Things to do »
- a) In the text on SGD phase diagrams, what three correspondences link the neural network to a disordered system?
- b) Does the text on SGD phase diagrams support each statement below? (i) The ReLU activation bounds the features between –1 and +1. (ii) The coupling matrix follows a Wishart-Laguerre ensemble. (iii) Training reveals four phases.
- c) Pick up the text on SGD phase diagrams after its last sentence and keep writing.

Excerpt to read »
+===+
Phase diagram and eigenvalue dynamics of stochastic gradient descent in multilayer neural networks
Hyperparameter tuning is one of the essential steps to guarantee the convergence of machine learning models. We argue that intuition about the optimal choice of hyperparameters for stochastic gradient descent can be obtained by studying a neural network’s phase diagram, in which each phase is characterised by distinctive dynamics of the singular values of weight matrices. Taking inspiration from disordered systems, we start from the observation that the loss landscape of a multilayer neural network with mean squared error can be interpreted as a disordered system in feature space, where the learnt features are mapped to soft spin degrees of freedom, the initial variance of the weight matrices is interpreted as the strength of the disorder, and temperature is given by the ratio of the learning rate and the batch size. As the model is trained, three phases can be identified, in which the dynamics of weight matrices is qualitatively different. Employing a Langevin equation for stochastic gradient descent, previously derived using Dyson Brownian motion, we demonstrate that the three dynamical regimes can be classified effectively, providing practical guidance for the choice of hyperparameters of the optimiser.
💡 Research Summary
The paper proposes a novel physical‑theoretic framework for understanding stochastic gradient descent (SGD) in deep multilayer neural networks by mapping the loss landscape onto a disordered spin‑glass Hamiltonian. The authors first rewrite the mean‑squared‑error loss of a feed‑forward network as a quadratic form involving “features” (the activations of the last hidden layer) and a coupling matrix constructed from the final weight matrix. These features are interpreted as continuous “soft spins” bounded between –1 and +1 by the hyperbolic‑tangent activation, while the product of the final weight matrix with itself yields a symmetric positive‑semidefinite coupling matrix that follows a Wishart‑Laguerre ensemble.
+===+
Supplied information »
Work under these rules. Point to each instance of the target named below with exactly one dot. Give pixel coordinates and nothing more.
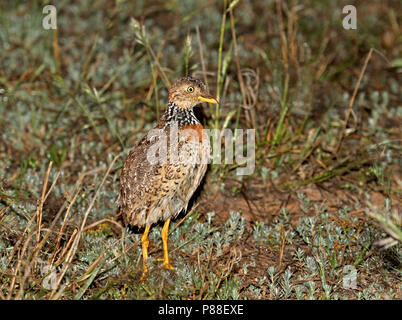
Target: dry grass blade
(352, 100)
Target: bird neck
(182, 117)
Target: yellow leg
(145, 243)
(165, 233)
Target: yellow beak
(209, 99)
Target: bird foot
(166, 264)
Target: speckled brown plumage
(158, 188)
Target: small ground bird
(164, 169)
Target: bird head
(187, 92)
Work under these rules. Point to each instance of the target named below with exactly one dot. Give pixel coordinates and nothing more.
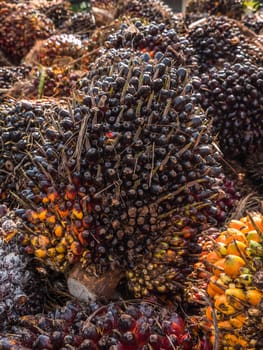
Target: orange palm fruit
(218, 266)
(236, 248)
(238, 321)
(254, 296)
(222, 305)
(234, 234)
(236, 297)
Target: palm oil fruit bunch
(19, 285)
(21, 125)
(152, 38)
(254, 21)
(59, 11)
(220, 39)
(254, 167)
(233, 97)
(21, 25)
(122, 326)
(104, 181)
(9, 75)
(235, 286)
(229, 8)
(55, 49)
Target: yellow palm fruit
(238, 321)
(232, 265)
(236, 248)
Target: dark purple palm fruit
(254, 167)
(21, 289)
(21, 25)
(120, 325)
(152, 38)
(104, 179)
(220, 39)
(232, 97)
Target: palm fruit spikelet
(235, 286)
(233, 97)
(151, 38)
(121, 325)
(103, 180)
(152, 10)
(55, 48)
(19, 285)
(21, 25)
(220, 39)
(254, 21)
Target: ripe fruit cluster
(122, 326)
(235, 286)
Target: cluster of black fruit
(220, 39)
(233, 97)
(230, 8)
(12, 74)
(151, 10)
(152, 38)
(122, 326)
(136, 152)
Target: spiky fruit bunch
(19, 285)
(254, 167)
(233, 97)
(9, 75)
(152, 38)
(55, 49)
(236, 283)
(50, 82)
(220, 39)
(229, 8)
(21, 25)
(103, 181)
(122, 326)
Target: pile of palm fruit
(131, 170)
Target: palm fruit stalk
(233, 97)
(55, 48)
(220, 39)
(235, 287)
(20, 286)
(122, 326)
(103, 180)
(21, 25)
(9, 75)
(59, 11)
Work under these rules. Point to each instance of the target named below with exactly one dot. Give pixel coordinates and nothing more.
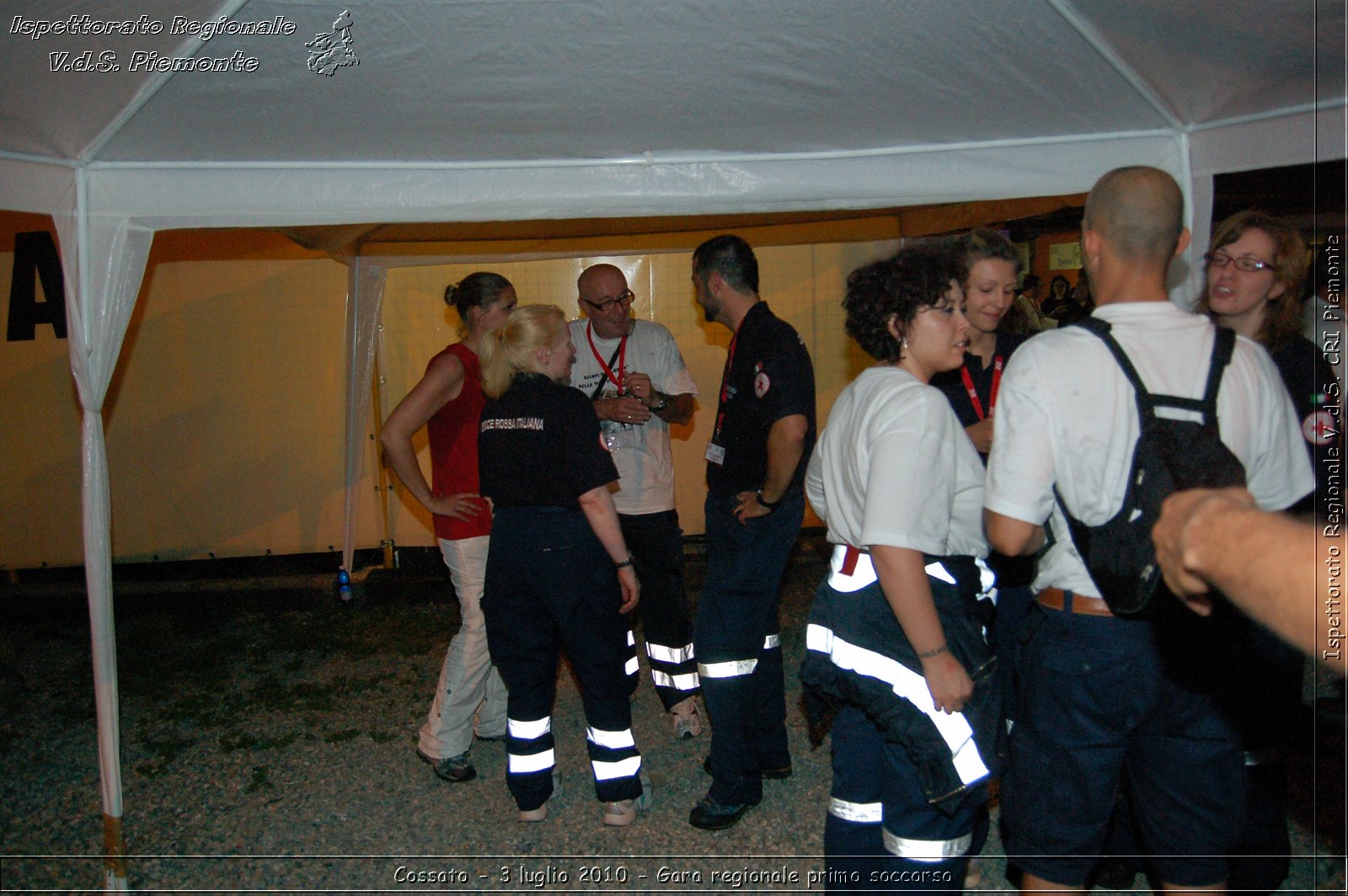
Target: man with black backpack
(1095, 426)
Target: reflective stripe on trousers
(731, 669)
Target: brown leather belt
(1058, 600)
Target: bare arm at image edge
(1269, 565)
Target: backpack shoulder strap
(1223, 347)
(1102, 330)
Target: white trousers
(471, 693)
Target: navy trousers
(739, 647)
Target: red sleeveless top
(453, 448)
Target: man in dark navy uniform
(755, 468)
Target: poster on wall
(1065, 256)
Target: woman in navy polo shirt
(559, 573)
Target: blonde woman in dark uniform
(559, 573)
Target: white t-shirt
(1067, 417)
(642, 453)
(894, 467)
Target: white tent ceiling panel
(51, 111)
(1210, 65)
(186, 197)
(597, 80)
(37, 186)
(1266, 143)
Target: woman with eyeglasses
(1255, 274)
(896, 642)
(1255, 271)
(559, 573)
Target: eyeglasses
(623, 298)
(1244, 263)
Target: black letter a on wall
(35, 256)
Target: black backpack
(1169, 456)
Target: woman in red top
(448, 402)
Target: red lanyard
(622, 359)
(725, 384)
(974, 394)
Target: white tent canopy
(516, 109)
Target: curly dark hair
(896, 289)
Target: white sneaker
(687, 718)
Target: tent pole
(98, 541)
(384, 487)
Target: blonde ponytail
(511, 348)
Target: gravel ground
(269, 744)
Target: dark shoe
(712, 817)
(456, 770)
(768, 774)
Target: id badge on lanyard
(714, 451)
(992, 392)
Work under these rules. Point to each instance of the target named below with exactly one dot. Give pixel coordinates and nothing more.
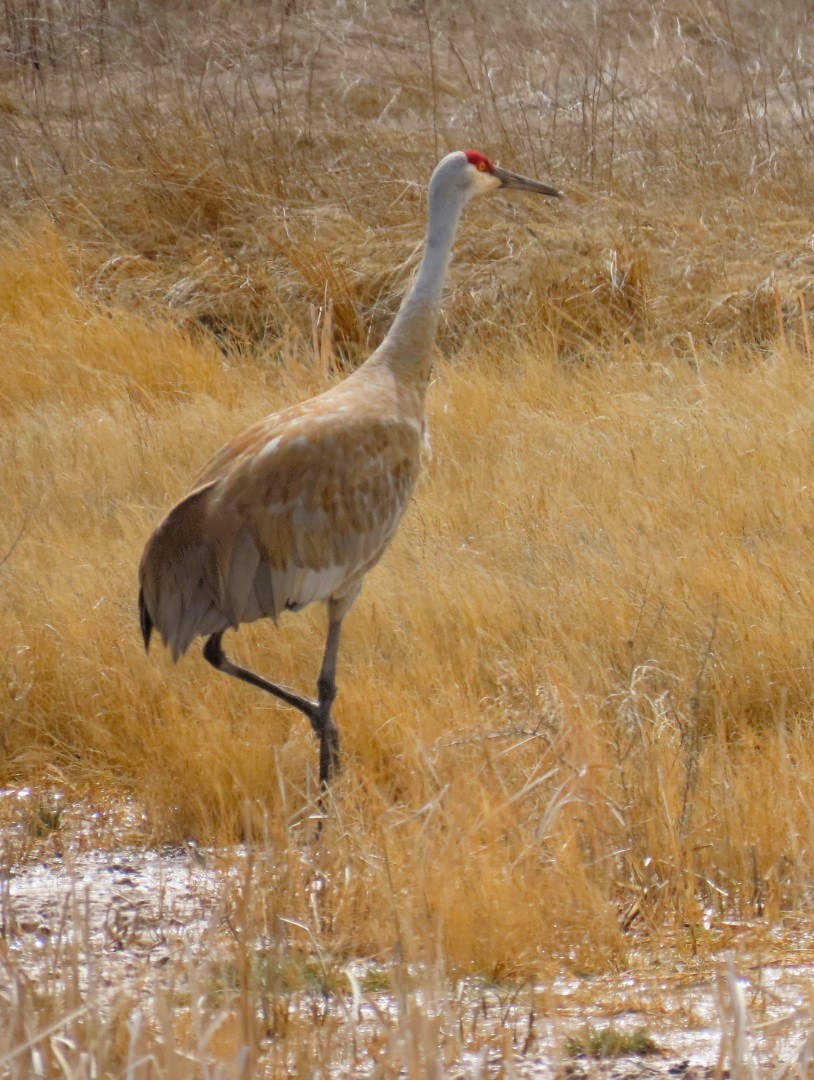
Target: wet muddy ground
(129, 918)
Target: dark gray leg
(214, 652)
(319, 712)
(326, 688)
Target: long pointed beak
(524, 184)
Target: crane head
(488, 177)
(470, 173)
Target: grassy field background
(577, 696)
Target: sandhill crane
(300, 505)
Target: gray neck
(415, 324)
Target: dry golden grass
(577, 696)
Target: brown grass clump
(577, 696)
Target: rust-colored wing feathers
(295, 510)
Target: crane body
(299, 507)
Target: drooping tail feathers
(176, 596)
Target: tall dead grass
(577, 694)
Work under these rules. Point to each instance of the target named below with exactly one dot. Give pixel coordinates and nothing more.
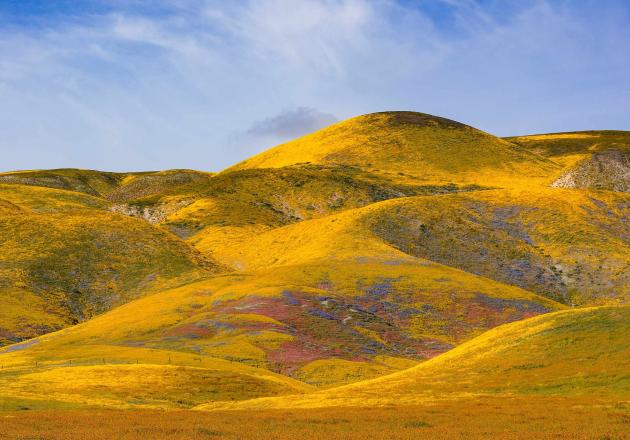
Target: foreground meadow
(479, 418)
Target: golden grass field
(396, 275)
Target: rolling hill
(592, 159)
(414, 146)
(582, 352)
(65, 258)
(393, 259)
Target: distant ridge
(410, 145)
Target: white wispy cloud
(131, 88)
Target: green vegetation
(432, 279)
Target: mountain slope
(581, 352)
(569, 246)
(65, 258)
(592, 159)
(411, 145)
(113, 186)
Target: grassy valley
(411, 269)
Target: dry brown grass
(496, 418)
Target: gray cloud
(129, 89)
(292, 123)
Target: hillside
(397, 247)
(580, 352)
(516, 237)
(592, 159)
(411, 146)
(65, 258)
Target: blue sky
(137, 84)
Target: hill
(566, 245)
(414, 146)
(580, 352)
(65, 258)
(592, 159)
(112, 186)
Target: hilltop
(411, 146)
(394, 259)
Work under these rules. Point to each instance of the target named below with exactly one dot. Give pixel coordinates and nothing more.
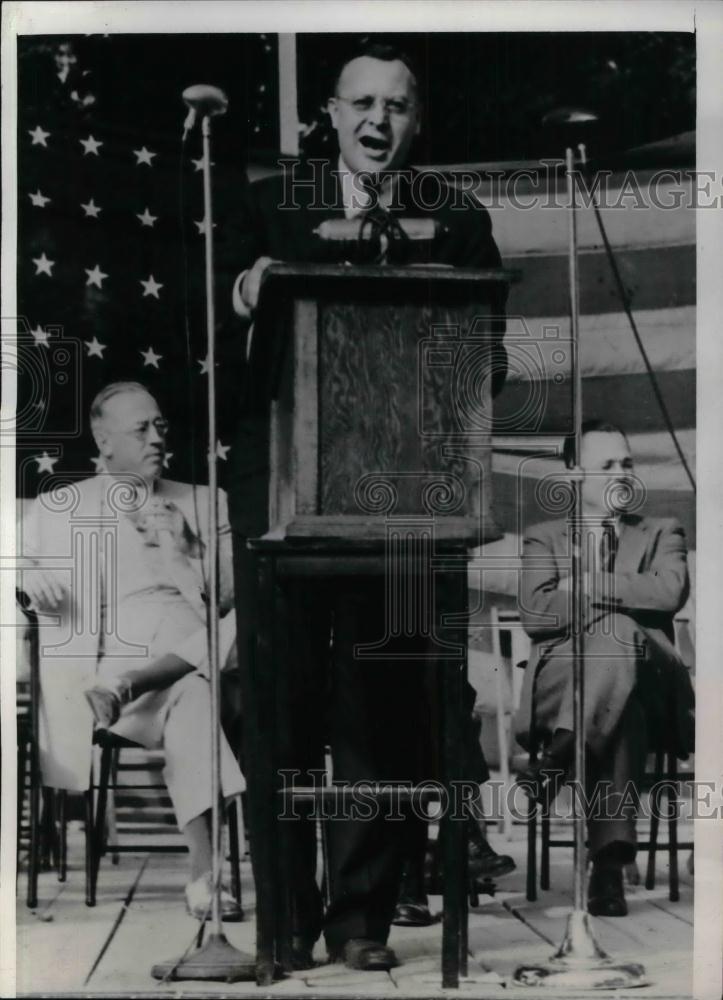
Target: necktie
(608, 547)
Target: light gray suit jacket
(650, 584)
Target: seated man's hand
(251, 284)
(44, 587)
(566, 583)
(164, 520)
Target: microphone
(351, 230)
(203, 99)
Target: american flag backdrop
(106, 203)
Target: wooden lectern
(381, 420)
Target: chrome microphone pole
(216, 959)
(579, 963)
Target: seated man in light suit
(142, 600)
(637, 689)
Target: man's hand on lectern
(251, 284)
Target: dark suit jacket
(650, 585)
(277, 218)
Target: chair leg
(545, 849)
(34, 852)
(61, 799)
(233, 833)
(46, 842)
(532, 854)
(111, 813)
(95, 829)
(673, 884)
(654, 824)
(21, 787)
(89, 860)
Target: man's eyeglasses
(397, 107)
(141, 431)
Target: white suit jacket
(74, 529)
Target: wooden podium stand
(381, 418)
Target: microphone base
(215, 961)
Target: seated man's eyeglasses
(141, 431)
(399, 107)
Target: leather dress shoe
(542, 780)
(411, 913)
(105, 706)
(364, 955)
(198, 900)
(302, 953)
(484, 861)
(605, 893)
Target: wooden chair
(664, 773)
(46, 827)
(102, 836)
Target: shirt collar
(354, 198)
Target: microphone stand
(217, 960)
(579, 963)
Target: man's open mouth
(373, 144)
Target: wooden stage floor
(65, 948)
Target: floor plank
(56, 954)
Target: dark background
(483, 96)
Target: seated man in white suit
(116, 567)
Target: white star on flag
(198, 164)
(43, 265)
(39, 136)
(90, 145)
(95, 277)
(91, 209)
(150, 357)
(146, 219)
(38, 199)
(143, 156)
(151, 287)
(40, 336)
(45, 462)
(95, 348)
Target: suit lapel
(633, 542)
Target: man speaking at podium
(376, 113)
+===+
Responses for each task »
- a)
- The learnt features correspond to soft spin degrees of freedom.
- The initial variance of the weight matrices corresponds to the strength of the disorder.
- The ratio of the learning rate and the batch size corresponds to temperature.

- b)
(i) No: "bounded between –1 and +1 by the hyperbolic‑tangent activation"
(ii) Yes: "follows a Wishart‑Laguerre ensemble"
(iii) No: "three phases can be identified"

- c)
Two key hyperparameters are identified as physical control knobs: the variance of the initial weight matrices (σ_W²) plays the role of disorder strength, and the ratio of learning rate η to batch size B (η/B) is identified as an effective temperature T. By varying σ_W² and T, the training dynamics fall into three qualitatively distinct phases:
-
Ordered (ferromagnetic) phase – Small σ_W² (well below a critical value σ_c² = ½) keeps the pre‑activation distribution narrow, so features lie near zero, the tanh nonlinearity operates in its linear regime, and learning proceeds efficiently. The singular values of the weight matrices undergo Dyson Brownian motion, expanding steadily; the average level spacing Δ reaches a positive stable fixed point.
-
Paramagnetic (fluctuation‑dominated) phase – Moderate σ_W² combined with higher temperature (large η/B) leads to noisy dynamics. Features are still centered near zero but fluctuate strongly; the singular‑value spectrum remains close to its initial random‑matrix width, and Δ hovers around an unstable fixed point, producing slow, noisy loss decay.
-
Jamming (spin‑glass) phase – Large σ_W² (> σ_c²) pushes many pre‑activations into the saturated region of tanh, causing features to cluster near ±1. Gradient magnitudes vanish, the network essentially “jams,” and learning stalls. Singular values collapse toward a narrow band, and Δ decays to zero, indicating loss of spectral repulsion.
To formalize these observations, the authors derive a Langevin equation for SGD based on a Dyson‑Brownian‑motion description of the singular values. The equation contains the temperature T and disorder parameter 1/σ_W, allowing a stability analysis that yields analytic expressions for the phase boundaries. The average level spacing Δ obeys a stochastic differential equation whose fixed‑point structure directly maps onto the three phases described above.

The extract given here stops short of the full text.